## PROBLEM
Rewrite the listing starting with the line containing "Mark one point per instance of the colored" and going on through the line containing "x=1212, y=635", replacing "doctor" with "physician" and leaving everything else unchanged.

## RECORDS SHOWN
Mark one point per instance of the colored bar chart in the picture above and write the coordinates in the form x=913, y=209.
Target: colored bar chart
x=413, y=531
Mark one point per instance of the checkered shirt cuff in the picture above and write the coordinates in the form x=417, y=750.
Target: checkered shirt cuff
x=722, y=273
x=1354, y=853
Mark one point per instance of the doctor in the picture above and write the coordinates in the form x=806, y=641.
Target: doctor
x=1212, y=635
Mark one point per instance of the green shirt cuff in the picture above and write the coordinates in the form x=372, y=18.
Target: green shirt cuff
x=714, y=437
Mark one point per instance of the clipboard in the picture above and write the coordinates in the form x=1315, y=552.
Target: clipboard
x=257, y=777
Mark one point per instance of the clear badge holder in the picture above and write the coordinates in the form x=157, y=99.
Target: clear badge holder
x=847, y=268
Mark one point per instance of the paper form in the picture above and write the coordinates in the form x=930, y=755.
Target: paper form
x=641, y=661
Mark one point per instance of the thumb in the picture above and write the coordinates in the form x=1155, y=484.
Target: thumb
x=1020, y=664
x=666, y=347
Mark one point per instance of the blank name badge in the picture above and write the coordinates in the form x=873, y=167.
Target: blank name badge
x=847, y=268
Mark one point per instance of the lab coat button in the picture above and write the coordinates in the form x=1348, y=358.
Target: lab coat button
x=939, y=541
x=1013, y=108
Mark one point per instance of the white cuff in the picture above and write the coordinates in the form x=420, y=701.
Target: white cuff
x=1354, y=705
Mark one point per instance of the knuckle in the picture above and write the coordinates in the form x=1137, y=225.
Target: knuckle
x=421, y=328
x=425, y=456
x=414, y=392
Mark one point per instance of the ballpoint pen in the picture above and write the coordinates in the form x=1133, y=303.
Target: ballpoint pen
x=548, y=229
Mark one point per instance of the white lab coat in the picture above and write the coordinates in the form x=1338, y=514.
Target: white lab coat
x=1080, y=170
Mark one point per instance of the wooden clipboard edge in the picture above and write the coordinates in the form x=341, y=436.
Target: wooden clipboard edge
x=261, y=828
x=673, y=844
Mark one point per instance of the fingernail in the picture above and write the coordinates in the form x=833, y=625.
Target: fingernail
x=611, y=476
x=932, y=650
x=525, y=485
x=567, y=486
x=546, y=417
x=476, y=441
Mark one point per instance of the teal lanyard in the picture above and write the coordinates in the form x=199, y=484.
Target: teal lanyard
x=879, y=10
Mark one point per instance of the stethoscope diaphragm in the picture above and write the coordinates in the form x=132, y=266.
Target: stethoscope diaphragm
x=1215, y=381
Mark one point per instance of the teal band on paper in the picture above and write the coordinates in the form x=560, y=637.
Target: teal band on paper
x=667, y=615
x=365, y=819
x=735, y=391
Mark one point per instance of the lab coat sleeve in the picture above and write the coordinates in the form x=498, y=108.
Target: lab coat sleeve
--
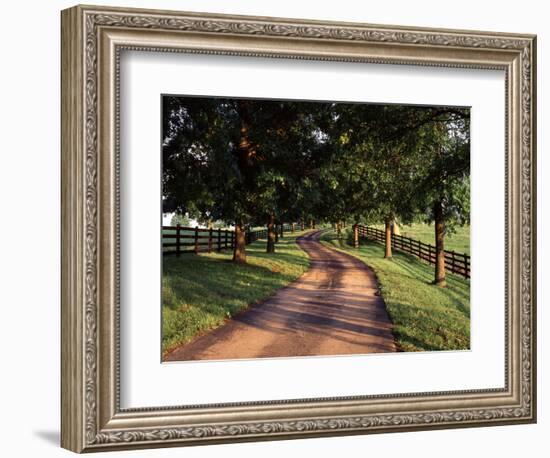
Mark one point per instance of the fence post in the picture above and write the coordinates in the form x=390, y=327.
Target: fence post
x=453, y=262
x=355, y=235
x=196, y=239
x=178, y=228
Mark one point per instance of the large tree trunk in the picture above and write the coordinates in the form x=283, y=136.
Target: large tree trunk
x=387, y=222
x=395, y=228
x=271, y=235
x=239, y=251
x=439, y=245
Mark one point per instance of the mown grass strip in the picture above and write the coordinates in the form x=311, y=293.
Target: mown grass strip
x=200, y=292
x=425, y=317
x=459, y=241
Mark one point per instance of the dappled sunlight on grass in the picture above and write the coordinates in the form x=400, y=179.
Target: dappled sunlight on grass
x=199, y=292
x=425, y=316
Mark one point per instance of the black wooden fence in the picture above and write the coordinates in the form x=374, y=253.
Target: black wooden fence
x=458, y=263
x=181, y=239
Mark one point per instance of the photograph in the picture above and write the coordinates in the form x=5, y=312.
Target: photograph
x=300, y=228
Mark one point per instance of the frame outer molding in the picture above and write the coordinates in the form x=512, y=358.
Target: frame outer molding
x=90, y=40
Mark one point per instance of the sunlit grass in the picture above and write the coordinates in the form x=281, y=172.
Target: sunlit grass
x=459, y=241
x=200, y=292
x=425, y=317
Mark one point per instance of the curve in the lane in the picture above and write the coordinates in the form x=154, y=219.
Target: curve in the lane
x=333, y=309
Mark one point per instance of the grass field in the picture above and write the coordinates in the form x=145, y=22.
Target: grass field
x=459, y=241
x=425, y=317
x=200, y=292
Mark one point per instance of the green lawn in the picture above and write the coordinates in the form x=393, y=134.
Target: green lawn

## RESPONSE BELOW
Mark one point per instance of the colored bar chart in the picture above and write the coordinates in the form x=913, y=209.
Target: colored bar chart
x=413, y=531
Mark one point per instance of the checkered shirt cuff in the picture above and write the coordinates in the form x=417, y=750.
Target: checkered shirt cuff
x=722, y=273
x=1354, y=853
Mark one point per instance of the physician in the picture above and write the coordinates in the form x=806, y=641.
Target: physician
x=1212, y=635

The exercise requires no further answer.